### What needs to be done
Pull out each line of the material that contains the word "Query". Case counts.
═════ Recorded data
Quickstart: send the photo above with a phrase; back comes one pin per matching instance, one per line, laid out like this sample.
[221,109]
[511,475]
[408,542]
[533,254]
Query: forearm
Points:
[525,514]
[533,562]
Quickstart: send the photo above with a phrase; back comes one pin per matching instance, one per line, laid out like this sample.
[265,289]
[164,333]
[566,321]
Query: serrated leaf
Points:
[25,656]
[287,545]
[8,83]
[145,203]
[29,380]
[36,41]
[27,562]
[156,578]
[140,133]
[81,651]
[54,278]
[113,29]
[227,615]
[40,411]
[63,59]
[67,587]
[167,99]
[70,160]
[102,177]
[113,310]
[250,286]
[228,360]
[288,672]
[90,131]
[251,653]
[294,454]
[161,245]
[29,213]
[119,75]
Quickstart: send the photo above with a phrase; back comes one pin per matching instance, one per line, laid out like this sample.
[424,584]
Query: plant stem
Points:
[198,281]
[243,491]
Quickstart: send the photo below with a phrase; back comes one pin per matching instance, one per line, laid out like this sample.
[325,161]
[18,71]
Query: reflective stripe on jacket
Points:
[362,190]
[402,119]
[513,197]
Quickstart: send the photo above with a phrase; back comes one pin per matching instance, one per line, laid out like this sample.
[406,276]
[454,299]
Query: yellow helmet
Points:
══════════
═════ Recorded data
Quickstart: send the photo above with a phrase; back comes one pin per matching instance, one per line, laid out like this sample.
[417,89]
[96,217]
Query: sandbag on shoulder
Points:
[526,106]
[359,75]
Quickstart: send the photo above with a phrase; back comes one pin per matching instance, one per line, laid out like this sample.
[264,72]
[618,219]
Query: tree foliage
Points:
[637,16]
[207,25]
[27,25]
══════════
═════ Recorded data
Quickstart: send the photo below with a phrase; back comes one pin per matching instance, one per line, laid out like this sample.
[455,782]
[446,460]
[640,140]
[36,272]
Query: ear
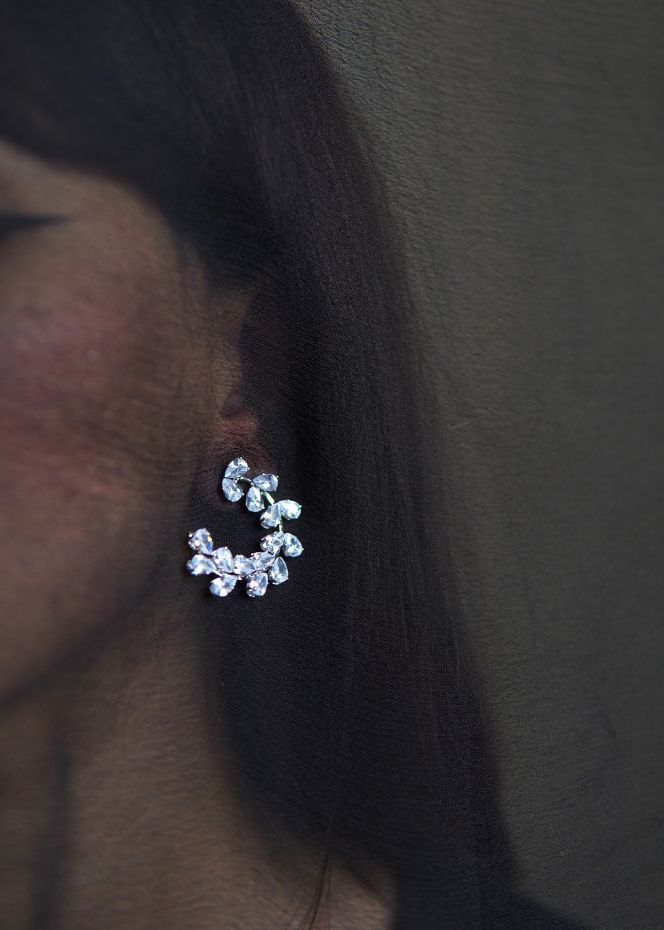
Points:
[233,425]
══════════
### Finished exercise
Query: forearm
Query: serrated leaf
Query: plant stem
Query: reflective stripe on jacket
Query: yellow helmet
Query: sandbag on shoulder
Query: tree foliage
Query: ear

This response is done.